### [Alıştırma metni]

◇ ◇ ◇

Roma'da 2.gün


14 Mayıs 2012

     Ertesi sabah erkenden ayaklarımızdaki sızıyla uyanıyoruz. Ama vakit kaybına tahammül yok güzel şehir, güzel insanlar ve güzel yemekler bizi bekler.. Çantaları hazırlayıp ufak bir kahvaltıyla hemen koyuluyoruz yola.. İlk durağımız Trevi Çeşmesi..



La Fontana di Trevi

     Gördüğüm en güzel çeşme desem abartmış olmam. Küçük bir meydanı neredeyse tamamen dolduracak
büyüklükte inşa edilmiş devasa bir yapı. Türkçe'de üçyol ya da aşk çeşmesi olarak da bilinen bu çeşme klasik ve barok dönemin en önemli eserlerinden. Bir rivayete göre üç yolun birleşme noktasından, bir diğer rivayete göre yeraltında 3 su kanalının birleşmesinden alır ismini. Denizin resmedildiği çeşme'de ortadaki Poseidon'a solda Demeter ve sağda Hygieia eşlik eder. Turistlerin en çok ilgi gösterdiği eserlerden biri olan çeşmenin havuzu bozuk paralarla dolu... Öyle inanılıyor ki, çeşmeye arkanızı dönüp bir dilek diler sonrasında omuzunuzun üzerinden havuza para atarsanız dileğiniz gerçekleşir.. Klasik bir turist alışkanlığı.. Her ne kadar bizim dileğimiz tutmuş da olsa insanın istemesiyle alakalı her şey.. Gene de teşekkür ederiz Poseidon'a :)

◇ ◇ ◇

### [Verilen bilgiler]
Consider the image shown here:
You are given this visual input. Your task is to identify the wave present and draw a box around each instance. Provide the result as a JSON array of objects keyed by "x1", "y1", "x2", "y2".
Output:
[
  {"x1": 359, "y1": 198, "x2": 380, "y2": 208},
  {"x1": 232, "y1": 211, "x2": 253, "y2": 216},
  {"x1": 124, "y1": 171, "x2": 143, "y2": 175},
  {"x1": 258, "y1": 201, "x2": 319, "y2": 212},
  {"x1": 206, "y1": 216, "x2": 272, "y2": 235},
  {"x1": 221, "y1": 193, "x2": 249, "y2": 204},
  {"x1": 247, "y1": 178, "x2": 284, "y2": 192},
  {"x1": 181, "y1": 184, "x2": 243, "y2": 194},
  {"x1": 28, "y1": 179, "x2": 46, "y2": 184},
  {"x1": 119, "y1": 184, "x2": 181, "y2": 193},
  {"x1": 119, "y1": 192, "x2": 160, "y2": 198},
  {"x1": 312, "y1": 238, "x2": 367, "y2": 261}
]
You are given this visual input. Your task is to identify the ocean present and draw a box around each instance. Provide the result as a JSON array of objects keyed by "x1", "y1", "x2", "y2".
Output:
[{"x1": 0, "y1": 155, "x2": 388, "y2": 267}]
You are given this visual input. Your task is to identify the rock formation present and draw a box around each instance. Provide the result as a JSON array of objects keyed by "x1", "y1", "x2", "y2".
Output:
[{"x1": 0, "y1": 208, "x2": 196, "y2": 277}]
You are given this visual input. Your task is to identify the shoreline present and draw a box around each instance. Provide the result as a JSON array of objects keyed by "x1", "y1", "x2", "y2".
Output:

◇ ◇ ◇

### [Çalışma görevi 1]
Aşağıdaki ifadeler Roma yazısıyla uyuşuyor mu? Her biri için evet ya da hayır deyin ve kararı veren sözleri yazıdan aynen alıntılayın: (a) Çeşmenin ortasında Poseidon yer alır. (b) Çeşme Türkçede aşk çeşmesi adıyla da bilinir. (c) Çeşmenin havuzu boştur.
### [Çalışma görevi 2]
Roma yazısına göre günün ilk durağı neresidir?
### [Çalışma görevi 3]
Roma yazısını bıraktığı yerden alıp sürdürün.
Verilen malzemeye bu çalışmada ihtiyaç yoktur.

### [Alıştırma yanıtı 1]
(a) Evet: "ortadaki Poseidon'a solda Demeter ve sağda Hygieia eşlik eder"
(b) Evet: "Türkçe'de üçyol ya da aşk çeşmesi olarak da bilinen"
(c) Hayır: "çeşmenin havuzu bozuk paralarla dolu"

### [Alıştırma yanıtı 2]
Günün ilk durağı Trevi Çeşmesi'dir.

### [Alıştırma yanıtı 3]
Çeşme öğle saatlerinde oldukça kalabalık, öyle ki temiz bir kare yakalamak zor o yüzden sabahtan ziyareti tavsiye edilir...



FC Roma

     Roma'nın şehir takımının mağazası gözüme çarpıyor ara sokaklardan birinde.. Girip görmemek olmaz..
1927'de faşist rejim zamanında kurulan Roma koyu bir şehir takımı.. Şehir Romalılar ve Lazio'lular olarak ikiye bölünmüş durumda, elbette Roma biraz daha önde.. Lazio faşistlerin, Roma ise halkın takımı.. Ezeli rekabette nadir yanyana görüldükleri anlar Roma polisiyle maç öncesi ya da sonrası yaşanan çatışmalar. Bu anlarda kısmen birbirlerine destek çıktıkları söylenebilir.
     Hani derler ya 40 yılda 1 diye.. Roma'nın Seria A macerası da aynen öyle.. 1942-1983-2001 yıllarında ancak 3 kez şampiyonluk yaşayabilmiş Roma güçlü ve zengin kuzeyliler arasından sıyrılıp. Başarıya endeksli günümüz endüstriyel futboluna kafa tutan Roma tarihiyle ve taraftarıyla günümüz Avrupa futbolunun önde gelen takımlarından biri... Satış mağazasının duvarı ise Roma'nın gurur tablosu.. Roma'da futbola başlayan ya da Roma'da yıldızı parlayan dünya yıldızlarının formalarıyla döşeli. Birçok yerde görmek mümkün bu mağazalardan gelmişken de bir şeyler almamak olmaz elbette. Forza Roma..!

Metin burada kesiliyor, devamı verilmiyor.